§ 待处理材料

..........

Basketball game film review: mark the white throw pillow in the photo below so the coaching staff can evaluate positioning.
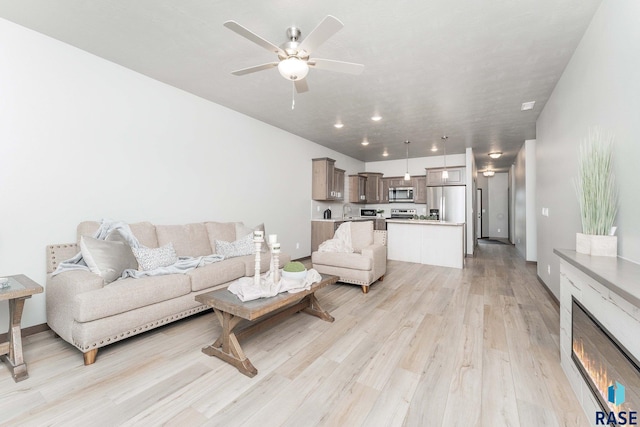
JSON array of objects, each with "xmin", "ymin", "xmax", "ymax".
[
  {"xmin": 132, "ymin": 243, "xmax": 178, "ymax": 271},
  {"xmin": 80, "ymin": 236, "xmax": 138, "ymax": 284},
  {"xmin": 216, "ymin": 232, "xmax": 255, "ymax": 258}
]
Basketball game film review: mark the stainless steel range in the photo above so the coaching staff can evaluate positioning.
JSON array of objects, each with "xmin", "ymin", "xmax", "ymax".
[{"xmin": 391, "ymin": 209, "xmax": 418, "ymax": 219}]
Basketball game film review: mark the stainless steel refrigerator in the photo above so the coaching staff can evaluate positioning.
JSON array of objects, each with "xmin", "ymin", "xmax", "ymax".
[{"xmin": 427, "ymin": 185, "xmax": 467, "ymax": 223}]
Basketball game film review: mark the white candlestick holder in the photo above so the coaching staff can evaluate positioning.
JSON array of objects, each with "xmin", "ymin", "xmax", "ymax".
[{"xmin": 253, "ymin": 236, "xmax": 263, "ymax": 287}]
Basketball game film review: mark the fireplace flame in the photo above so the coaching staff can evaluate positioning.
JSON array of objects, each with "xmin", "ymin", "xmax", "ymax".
[{"xmin": 573, "ymin": 340, "xmax": 622, "ymax": 412}]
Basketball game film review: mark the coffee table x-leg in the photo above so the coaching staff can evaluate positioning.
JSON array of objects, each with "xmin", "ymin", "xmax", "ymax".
[{"xmin": 196, "ymin": 276, "xmax": 337, "ymax": 377}]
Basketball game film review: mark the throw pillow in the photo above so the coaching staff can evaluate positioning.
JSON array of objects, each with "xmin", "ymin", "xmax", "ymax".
[
  {"xmin": 80, "ymin": 236, "xmax": 138, "ymax": 285},
  {"xmin": 132, "ymin": 243, "xmax": 178, "ymax": 271},
  {"xmin": 216, "ymin": 232, "xmax": 255, "ymax": 258},
  {"xmin": 236, "ymin": 222, "xmax": 269, "ymax": 253}
]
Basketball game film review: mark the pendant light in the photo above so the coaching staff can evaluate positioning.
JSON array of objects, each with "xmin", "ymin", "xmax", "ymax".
[
  {"xmin": 404, "ymin": 141, "xmax": 411, "ymax": 181},
  {"xmin": 440, "ymin": 135, "xmax": 449, "ymax": 179}
]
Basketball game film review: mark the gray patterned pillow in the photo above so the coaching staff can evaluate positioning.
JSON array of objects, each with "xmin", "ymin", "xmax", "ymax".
[
  {"xmin": 216, "ymin": 232, "xmax": 255, "ymax": 258},
  {"xmin": 131, "ymin": 243, "xmax": 178, "ymax": 271}
]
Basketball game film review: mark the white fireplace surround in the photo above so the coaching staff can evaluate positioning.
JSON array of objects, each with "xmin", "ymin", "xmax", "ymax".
[{"xmin": 554, "ymin": 249, "xmax": 640, "ymax": 423}]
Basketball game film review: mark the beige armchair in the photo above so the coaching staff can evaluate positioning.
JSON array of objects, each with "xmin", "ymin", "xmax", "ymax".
[{"xmin": 311, "ymin": 221, "xmax": 387, "ymax": 294}]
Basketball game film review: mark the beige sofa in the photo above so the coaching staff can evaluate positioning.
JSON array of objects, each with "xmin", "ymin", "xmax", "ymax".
[
  {"xmin": 311, "ymin": 221, "xmax": 387, "ymax": 294},
  {"xmin": 45, "ymin": 222, "xmax": 290, "ymax": 365}
]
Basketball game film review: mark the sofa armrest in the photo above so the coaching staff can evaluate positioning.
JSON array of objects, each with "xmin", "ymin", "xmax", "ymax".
[
  {"xmin": 373, "ymin": 230, "xmax": 387, "ymax": 246},
  {"xmin": 45, "ymin": 270, "xmax": 104, "ymax": 342}
]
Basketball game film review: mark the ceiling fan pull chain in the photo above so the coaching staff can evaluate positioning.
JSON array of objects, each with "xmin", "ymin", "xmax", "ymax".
[{"xmin": 291, "ymin": 80, "xmax": 296, "ymax": 110}]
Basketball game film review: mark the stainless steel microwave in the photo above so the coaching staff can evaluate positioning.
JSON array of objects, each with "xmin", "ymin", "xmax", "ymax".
[
  {"xmin": 389, "ymin": 187, "xmax": 413, "ymax": 203},
  {"xmin": 360, "ymin": 208, "xmax": 378, "ymax": 217}
]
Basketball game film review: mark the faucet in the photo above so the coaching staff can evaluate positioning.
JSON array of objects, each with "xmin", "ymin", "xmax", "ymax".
[{"xmin": 342, "ymin": 203, "xmax": 351, "ymax": 218}]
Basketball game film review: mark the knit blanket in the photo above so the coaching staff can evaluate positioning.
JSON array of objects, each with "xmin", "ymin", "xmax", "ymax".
[{"xmin": 52, "ymin": 220, "xmax": 224, "ymax": 279}]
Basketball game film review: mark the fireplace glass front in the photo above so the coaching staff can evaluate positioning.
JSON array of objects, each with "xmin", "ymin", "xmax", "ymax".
[{"xmin": 571, "ymin": 299, "xmax": 640, "ymax": 413}]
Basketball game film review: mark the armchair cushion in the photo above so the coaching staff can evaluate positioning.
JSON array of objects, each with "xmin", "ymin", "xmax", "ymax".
[
  {"xmin": 311, "ymin": 252, "xmax": 373, "ymax": 271},
  {"xmin": 351, "ymin": 221, "xmax": 373, "ymax": 252}
]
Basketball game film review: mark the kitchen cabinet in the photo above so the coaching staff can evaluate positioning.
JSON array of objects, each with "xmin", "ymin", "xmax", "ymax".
[
  {"xmin": 349, "ymin": 174, "xmax": 367, "ymax": 203},
  {"xmin": 358, "ymin": 172, "xmax": 382, "ymax": 203},
  {"xmin": 332, "ymin": 168, "xmax": 345, "ymax": 200},
  {"xmin": 411, "ymin": 175, "xmax": 427, "ymax": 203},
  {"xmin": 380, "ymin": 178, "xmax": 391, "ymax": 203},
  {"xmin": 311, "ymin": 157, "xmax": 344, "ymax": 201},
  {"xmin": 426, "ymin": 168, "xmax": 465, "ymax": 186}
]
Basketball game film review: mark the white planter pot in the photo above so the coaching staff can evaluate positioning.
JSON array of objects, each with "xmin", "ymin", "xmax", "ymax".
[{"xmin": 576, "ymin": 233, "xmax": 618, "ymax": 257}]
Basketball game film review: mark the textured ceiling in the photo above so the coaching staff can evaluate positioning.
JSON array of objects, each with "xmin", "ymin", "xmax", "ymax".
[{"xmin": 0, "ymin": 0, "xmax": 600, "ymax": 170}]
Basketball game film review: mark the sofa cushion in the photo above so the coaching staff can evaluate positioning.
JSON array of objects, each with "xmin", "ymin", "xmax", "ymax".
[
  {"xmin": 216, "ymin": 234, "xmax": 256, "ymax": 258},
  {"xmin": 131, "ymin": 243, "xmax": 178, "ymax": 271},
  {"xmin": 187, "ymin": 258, "xmax": 245, "ymax": 291},
  {"xmin": 311, "ymin": 252, "xmax": 373, "ymax": 270},
  {"xmin": 156, "ymin": 223, "xmax": 212, "ymax": 257},
  {"xmin": 73, "ymin": 274, "xmax": 191, "ymax": 322},
  {"xmin": 80, "ymin": 236, "xmax": 138, "ymax": 284},
  {"xmin": 77, "ymin": 221, "xmax": 158, "ymax": 248},
  {"xmin": 351, "ymin": 221, "xmax": 373, "ymax": 253},
  {"xmin": 204, "ymin": 222, "xmax": 236, "ymax": 253}
]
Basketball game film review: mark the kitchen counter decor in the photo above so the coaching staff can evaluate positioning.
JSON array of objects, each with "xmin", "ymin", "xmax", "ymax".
[{"xmin": 574, "ymin": 129, "xmax": 618, "ymax": 257}]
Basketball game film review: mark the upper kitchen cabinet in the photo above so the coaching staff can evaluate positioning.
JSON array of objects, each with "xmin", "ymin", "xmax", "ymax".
[
  {"xmin": 349, "ymin": 174, "xmax": 367, "ymax": 203},
  {"xmin": 311, "ymin": 157, "xmax": 344, "ymax": 201},
  {"xmin": 359, "ymin": 172, "xmax": 383, "ymax": 203},
  {"xmin": 427, "ymin": 168, "xmax": 465, "ymax": 187},
  {"xmin": 411, "ymin": 175, "xmax": 427, "ymax": 203}
]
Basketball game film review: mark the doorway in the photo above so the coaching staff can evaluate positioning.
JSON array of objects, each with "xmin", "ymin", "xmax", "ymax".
[{"xmin": 476, "ymin": 188, "xmax": 482, "ymax": 239}]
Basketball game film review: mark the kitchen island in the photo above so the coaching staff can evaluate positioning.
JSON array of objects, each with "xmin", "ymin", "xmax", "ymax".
[{"xmin": 387, "ymin": 219, "xmax": 465, "ymax": 268}]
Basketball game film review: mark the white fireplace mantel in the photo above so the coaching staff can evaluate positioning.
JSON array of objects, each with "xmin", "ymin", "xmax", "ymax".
[{"xmin": 553, "ymin": 249, "xmax": 640, "ymax": 421}]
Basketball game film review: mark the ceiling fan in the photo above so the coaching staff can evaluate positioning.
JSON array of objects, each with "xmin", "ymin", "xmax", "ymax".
[{"xmin": 224, "ymin": 15, "xmax": 364, "ymax": 93}]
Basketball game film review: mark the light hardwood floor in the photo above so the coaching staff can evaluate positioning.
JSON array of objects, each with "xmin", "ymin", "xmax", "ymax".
[{"xmin": 0, "ymin": 244, "xmax": 589, "ymax": 427}]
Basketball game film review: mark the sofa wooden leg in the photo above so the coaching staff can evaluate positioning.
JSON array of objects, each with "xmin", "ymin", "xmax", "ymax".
[{"xmin": 82, "ymin": 348, "xmax": 98, "ymax": 366}]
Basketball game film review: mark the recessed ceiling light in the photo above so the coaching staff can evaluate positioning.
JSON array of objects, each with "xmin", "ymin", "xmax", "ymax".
[{"xmin": 520, "ymin": 101, "xmax": 536, "ymax": 111}]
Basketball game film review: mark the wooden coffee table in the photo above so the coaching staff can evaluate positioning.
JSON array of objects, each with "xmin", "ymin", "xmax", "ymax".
[
  {"xmin": 195, "ymin": 274, "xmax": 338, "ymax": 377},
  {"xmin": 0, "ymin": 274, "xmax": 43, "ymax": 382}
]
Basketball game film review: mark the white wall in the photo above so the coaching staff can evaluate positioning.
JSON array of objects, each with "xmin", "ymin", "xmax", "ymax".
[
  {"xmin": 465, "ymin": 147, "xmax": 478, "ymax": 256},
  {"xmin": 488, "ymin": 173, "xmax": 509, "ymax": 238},
  {"xmin": 536, "ymin": 0, "xmax": 640, "ymax": 297},
  {"xmin": 0, "ymin": 19, "xmax": 364, "ymax": 330},
  {"xmin": 512, "ymin": 139, "xmax": 537, "ymax": 261}
]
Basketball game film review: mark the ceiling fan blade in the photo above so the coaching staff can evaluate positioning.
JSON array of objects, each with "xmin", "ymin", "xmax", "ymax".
[
  {"xmin": 224, "ymin": 21, "xmax": 284, "ymax": 54},
  {"xmin": 298, "ymin": 15, "xmax": 344, "ymax": 53},
  {"xmin": 231, "ymin": 62, "xmax": 278, "ymax": 76},
  {"xmin": 293, "ymin": 79, "xmax": 309, "ymax": 93},
  {"xmin": 308, "ymin": 58, "xmax": 364, "ymax": 75}
]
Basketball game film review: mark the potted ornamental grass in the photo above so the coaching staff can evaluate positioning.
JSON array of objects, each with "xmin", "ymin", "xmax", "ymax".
[{"xmin": 574, "ymin": 129, "xmax": 618, "ymax": 257}]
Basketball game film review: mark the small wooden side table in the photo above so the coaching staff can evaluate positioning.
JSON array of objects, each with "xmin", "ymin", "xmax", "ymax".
[{"xmin": 0, "ymin": 274, "xmax": 43, "ymax": 382}]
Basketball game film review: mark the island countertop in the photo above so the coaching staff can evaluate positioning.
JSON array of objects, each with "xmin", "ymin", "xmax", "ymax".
[{"xmin": 387, "ymin": 218, "xmax": 464, "ymax": 227}]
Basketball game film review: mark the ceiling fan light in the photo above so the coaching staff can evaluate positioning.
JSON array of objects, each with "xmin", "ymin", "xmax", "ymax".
[{"xmin": 278, "ymin": 57, "xmax": 309, "ymax": 81}]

..........

§ 任务说明
逐行列出上方条目中含有字符串“throw”的全部行，原样照录。匹配时区分大小写。

§ 参考解答
Basketball game film review: mark the white throw pillow in the photo below so the coaching staff can evaluate positioning.
Basketball game film review: mark the throw pillow in the photo above so the coaching staff can evaluate positioning.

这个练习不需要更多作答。